::: EXCERPTED DATA
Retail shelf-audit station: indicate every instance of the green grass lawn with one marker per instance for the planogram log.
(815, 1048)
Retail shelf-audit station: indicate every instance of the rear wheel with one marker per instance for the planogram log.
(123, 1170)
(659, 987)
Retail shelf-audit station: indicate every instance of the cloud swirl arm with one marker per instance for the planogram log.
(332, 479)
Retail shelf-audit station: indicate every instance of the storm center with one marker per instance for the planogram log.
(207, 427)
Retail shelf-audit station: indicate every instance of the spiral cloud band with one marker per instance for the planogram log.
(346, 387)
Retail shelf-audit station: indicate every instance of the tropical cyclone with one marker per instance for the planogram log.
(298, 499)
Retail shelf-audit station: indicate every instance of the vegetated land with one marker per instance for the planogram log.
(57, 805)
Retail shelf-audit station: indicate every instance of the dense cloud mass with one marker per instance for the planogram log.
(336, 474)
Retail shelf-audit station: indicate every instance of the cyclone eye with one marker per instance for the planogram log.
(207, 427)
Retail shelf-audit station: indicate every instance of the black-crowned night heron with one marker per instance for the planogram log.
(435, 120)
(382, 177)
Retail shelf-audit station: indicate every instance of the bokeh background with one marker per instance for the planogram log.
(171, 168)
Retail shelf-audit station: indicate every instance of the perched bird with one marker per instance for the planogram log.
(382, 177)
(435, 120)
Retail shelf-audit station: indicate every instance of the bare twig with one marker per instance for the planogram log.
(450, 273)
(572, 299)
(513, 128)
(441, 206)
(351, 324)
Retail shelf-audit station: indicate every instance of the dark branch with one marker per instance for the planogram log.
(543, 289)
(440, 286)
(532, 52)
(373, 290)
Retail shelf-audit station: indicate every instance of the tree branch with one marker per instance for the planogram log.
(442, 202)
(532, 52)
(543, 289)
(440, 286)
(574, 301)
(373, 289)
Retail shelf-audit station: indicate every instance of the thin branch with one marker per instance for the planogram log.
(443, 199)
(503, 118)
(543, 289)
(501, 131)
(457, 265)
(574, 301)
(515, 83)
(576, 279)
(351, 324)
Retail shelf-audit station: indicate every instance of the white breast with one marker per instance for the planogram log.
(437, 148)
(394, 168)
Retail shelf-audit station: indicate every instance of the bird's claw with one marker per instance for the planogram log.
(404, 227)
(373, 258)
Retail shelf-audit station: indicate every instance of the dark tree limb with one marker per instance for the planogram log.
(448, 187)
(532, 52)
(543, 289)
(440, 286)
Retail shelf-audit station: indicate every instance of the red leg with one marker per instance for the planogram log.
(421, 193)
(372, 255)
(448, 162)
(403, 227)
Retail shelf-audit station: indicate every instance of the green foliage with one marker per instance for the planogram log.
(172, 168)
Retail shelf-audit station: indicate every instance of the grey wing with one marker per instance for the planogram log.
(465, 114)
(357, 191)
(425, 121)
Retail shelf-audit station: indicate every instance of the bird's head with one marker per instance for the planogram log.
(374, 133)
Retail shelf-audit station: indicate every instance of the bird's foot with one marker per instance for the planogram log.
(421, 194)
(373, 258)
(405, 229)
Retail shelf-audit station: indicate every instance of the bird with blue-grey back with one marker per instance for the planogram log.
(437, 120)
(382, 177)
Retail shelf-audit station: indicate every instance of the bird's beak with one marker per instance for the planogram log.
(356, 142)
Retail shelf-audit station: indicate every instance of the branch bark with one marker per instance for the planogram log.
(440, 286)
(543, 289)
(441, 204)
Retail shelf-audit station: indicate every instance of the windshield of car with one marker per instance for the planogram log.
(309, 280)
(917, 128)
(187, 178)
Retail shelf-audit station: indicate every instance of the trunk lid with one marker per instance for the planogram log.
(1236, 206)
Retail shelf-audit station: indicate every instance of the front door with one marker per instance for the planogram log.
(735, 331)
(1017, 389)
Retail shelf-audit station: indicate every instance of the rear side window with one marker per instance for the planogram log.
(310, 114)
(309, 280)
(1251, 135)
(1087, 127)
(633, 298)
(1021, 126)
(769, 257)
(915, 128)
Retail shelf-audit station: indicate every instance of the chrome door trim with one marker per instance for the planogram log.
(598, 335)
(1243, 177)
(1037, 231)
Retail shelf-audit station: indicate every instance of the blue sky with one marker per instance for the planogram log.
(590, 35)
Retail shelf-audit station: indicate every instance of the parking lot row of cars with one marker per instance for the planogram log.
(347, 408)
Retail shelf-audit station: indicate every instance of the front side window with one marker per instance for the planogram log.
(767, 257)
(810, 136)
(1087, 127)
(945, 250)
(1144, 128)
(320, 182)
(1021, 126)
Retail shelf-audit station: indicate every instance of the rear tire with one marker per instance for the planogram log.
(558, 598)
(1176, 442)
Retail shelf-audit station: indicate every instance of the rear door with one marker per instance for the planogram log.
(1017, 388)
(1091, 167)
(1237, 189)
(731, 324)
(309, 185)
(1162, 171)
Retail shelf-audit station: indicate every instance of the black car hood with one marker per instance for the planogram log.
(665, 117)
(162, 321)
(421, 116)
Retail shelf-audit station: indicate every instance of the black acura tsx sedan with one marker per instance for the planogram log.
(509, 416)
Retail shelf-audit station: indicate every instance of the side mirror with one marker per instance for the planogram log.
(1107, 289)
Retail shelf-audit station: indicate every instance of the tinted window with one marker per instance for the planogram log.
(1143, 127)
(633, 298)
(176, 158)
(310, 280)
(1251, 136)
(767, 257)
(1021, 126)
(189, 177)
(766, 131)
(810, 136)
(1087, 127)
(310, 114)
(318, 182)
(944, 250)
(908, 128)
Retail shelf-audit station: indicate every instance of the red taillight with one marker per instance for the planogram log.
::::::
| WHAT THE TASK ASKS |
Write out the items again from the line with "the black acura" through the end of the items, swapping "side mirror" for "door mirror" and leaving everything else as it is.

| COMPLETE RESPONSE |
Retail shelf-audit station: indicate every instance of the black acura tsx sedan with one marker per instance for the planogram log.
(509, 416)
Retail shelf-audit station: indicate every instance of the door mirror with one marker per instance for the planogram log.
(1107, 289)
Retail shelf-audit station: indicate every instance of the tinted window with one marker per instance for the planogram log.
(1143, 127)
(633, 298)
(176, 158)
(310, 280)
(1251, 136)
(767, 257)
(1021, 126)
(189, 177)
(766, 131)
(810, 136)
(1087, 127)
(310, 114)
(318, 182)
(944, 250)
(908, 128)
Retail shelf-audit station: indicate every instance of the red taillight with one marker per instance for the planogram log.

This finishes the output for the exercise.